:: Page extract ::

Distinct Substrings

Problem Overview

Attribute Value
Difficulty Medium
Category String Algorithms
Time Limit 1 second
Key Technique Suffix Array + LCP Array
CSES Link https://cses.fi/problemset/task/2105

Learning Goals

After solving this problem, you will be able to:

  • Build a suffix array efficiently using sorting or radix sort
  • Construct the LCP (Longest Common Prefix) array from a suffix array
  • Apply the formula: distinct substrings = total substrings - sum(LCP)
  • Recognize when suffix array + LCP is the optimal approach for substring problems

Problem Statement

Problem: Given a string s, count the number of distinct substrings.

Input:

  • Line 1: A string s consisting of lowercase English letters

Output:

  • A single integer: the number of distinct substrings

Constraints:

  • 1 <= s <= 10^5
  • s contains only lowercase English letters (a-z)

Example

Input:
abab

Output:
7

Explanation: The distinct substrings are: “a”, “b”, “ab”, “ba”, “aba”, “bab”, “abab”. Note that “a” and “b” each appear twice in the string, but we count them only once.


Intuition: How to Think About This Problem

Pattern Recognition

Key Question: How can we efficiently count unique substrings without generating all of them?

The insight is that every suffix of a string contains all substrings starting at that position. If we sort all suffixes lexicographically, consecutive suffixes share common prefixes - and these shared prefixes represent duplicate substrings. The LCP array captures exactly this redundancy.

:::
:: Supplied material ::

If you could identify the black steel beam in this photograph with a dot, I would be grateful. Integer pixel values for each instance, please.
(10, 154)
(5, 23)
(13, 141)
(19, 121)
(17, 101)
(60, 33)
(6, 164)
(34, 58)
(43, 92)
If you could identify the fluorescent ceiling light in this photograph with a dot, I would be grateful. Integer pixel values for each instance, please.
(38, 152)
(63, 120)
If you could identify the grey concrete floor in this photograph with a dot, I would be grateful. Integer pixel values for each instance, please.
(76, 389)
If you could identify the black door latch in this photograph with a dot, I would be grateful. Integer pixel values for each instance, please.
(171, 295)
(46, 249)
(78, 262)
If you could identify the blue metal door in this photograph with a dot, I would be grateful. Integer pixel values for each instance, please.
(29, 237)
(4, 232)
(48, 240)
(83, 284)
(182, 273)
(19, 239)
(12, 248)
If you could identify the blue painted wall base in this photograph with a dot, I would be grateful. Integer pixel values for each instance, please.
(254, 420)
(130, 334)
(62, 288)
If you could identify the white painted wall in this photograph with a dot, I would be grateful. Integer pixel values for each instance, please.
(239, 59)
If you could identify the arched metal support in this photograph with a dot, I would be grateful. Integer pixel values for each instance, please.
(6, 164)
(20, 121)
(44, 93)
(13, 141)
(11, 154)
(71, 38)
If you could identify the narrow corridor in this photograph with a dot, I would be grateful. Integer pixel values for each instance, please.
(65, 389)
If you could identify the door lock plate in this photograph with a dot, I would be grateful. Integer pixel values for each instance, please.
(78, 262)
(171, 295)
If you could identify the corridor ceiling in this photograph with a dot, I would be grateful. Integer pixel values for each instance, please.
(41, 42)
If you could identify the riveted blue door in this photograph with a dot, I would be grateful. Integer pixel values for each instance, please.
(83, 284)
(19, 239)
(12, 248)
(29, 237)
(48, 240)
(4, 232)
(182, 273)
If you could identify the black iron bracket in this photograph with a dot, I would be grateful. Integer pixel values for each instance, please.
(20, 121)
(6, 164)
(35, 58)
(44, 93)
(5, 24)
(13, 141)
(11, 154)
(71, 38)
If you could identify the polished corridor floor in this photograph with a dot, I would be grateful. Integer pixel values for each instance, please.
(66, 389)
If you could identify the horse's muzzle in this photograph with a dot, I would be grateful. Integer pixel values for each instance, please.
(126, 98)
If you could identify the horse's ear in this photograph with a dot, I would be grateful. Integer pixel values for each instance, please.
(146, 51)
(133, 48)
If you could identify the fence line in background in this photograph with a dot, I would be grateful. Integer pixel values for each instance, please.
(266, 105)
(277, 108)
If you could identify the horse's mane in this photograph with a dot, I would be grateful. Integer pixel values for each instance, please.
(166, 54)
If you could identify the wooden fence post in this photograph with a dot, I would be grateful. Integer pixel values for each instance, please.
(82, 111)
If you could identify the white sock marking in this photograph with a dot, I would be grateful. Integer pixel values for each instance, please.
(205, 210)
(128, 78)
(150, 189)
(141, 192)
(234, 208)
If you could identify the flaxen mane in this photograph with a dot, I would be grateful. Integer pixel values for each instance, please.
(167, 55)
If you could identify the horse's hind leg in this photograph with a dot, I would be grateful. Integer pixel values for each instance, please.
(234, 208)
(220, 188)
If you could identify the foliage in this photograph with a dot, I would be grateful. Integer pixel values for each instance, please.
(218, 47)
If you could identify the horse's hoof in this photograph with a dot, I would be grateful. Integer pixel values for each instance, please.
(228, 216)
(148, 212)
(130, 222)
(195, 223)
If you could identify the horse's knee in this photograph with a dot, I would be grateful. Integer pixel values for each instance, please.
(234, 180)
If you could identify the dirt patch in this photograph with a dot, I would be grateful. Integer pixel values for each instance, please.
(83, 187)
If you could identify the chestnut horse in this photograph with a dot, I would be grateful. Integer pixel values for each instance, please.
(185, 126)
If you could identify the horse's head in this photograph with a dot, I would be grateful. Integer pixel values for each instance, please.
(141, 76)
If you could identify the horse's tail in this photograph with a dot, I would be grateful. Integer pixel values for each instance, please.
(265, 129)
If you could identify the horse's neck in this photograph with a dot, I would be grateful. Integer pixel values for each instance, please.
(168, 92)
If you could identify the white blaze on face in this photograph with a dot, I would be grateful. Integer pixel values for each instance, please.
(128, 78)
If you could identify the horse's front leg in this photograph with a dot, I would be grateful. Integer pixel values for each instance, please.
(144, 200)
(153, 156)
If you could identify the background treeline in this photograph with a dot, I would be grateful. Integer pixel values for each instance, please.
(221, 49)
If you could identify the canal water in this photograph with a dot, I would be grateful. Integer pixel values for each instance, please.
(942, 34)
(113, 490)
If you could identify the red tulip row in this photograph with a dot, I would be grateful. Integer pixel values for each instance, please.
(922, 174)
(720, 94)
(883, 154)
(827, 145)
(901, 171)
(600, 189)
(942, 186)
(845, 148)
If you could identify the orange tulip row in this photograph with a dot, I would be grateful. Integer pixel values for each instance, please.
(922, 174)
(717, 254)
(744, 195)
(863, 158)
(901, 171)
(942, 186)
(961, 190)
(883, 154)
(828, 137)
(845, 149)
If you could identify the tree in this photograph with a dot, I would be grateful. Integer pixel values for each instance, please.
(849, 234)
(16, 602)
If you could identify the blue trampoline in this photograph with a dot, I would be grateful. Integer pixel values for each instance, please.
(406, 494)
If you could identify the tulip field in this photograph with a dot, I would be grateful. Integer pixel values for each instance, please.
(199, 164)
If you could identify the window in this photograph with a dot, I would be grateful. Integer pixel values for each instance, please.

:::

◆ **What you need to do**
**A)** According to the distinct substrings page, what is the time limit for this problem?
**B)** Write the next part of the distinct substrings page, starting after its final sentence.

◆ **Set of answers**
**A)** 1 second

**B)**
Breaking Down the Problem

  1. What are we looking for? Count of unique substrings
  2. What information do we have? A string of length n has n*(n+1)/2 total substrings (with duplicates)
  3. What’s the relationship between input and output? Distinct count = Total count - Duplicates

Analogies

Think of this like counting unique words in a sorted dictionary. If consecutive words share a common prefix (like “pre-“ in “predict” and “prefer”), we don’t want to double-count that shared part. The LCP tells us exactly how many characters are shared.


Solution 1: Brute Force

Idea

Generate all possible substrings and store them in a set to eliminate duplicates.

Algorithm

  1. Iterate over all starting positions i from 0 to n-1
  2. For each starting position, iterate over all ending positions j from i to n-1
  3. Add substring s[i:j+1] to a hash set
  4. Return the size of the set

Code

def count_distinct_brute(s: str) -> int:
  """
  Brute force: generate all substrings and use a set.

  Time: O(n^2) substrings, each taking O(n) to hash
  Space: O(n^2) for storing substrings
  """
  n = len(s)
  substrings = set()

  for i in range(n):
    for j in range(i + 1, n + 1):
      substrings.add(s[i:j])

  return len(substrings)

Complexity

Metric Value Explanation
Time O(n^3) O(n^2) substrings, each O(n) to create/hash
Space O(n^2) Up to n*(n+1)/2 unique substrings stored

Why This Works (But Is Slow)

Correctness is guaranteed because we enumerate all substrings. However, for n=10^5, this generates up to 5 billion substrings - far too slow.


Solution 2: Optimal Solution (Suffix Array + LCP)

Key Insight

The Trick: Each suffix contributes (length - LCP with previous suffix) new distinct substrings.

A suffix of length L represents L unique substrings (its prefixes). When suffixes are sorted, the LCP with the previous suffix tells us how many of those substrings are duplicates.

Core Formula

Distinct Substrings = n*(n+1)/2 - sum(LCP[i])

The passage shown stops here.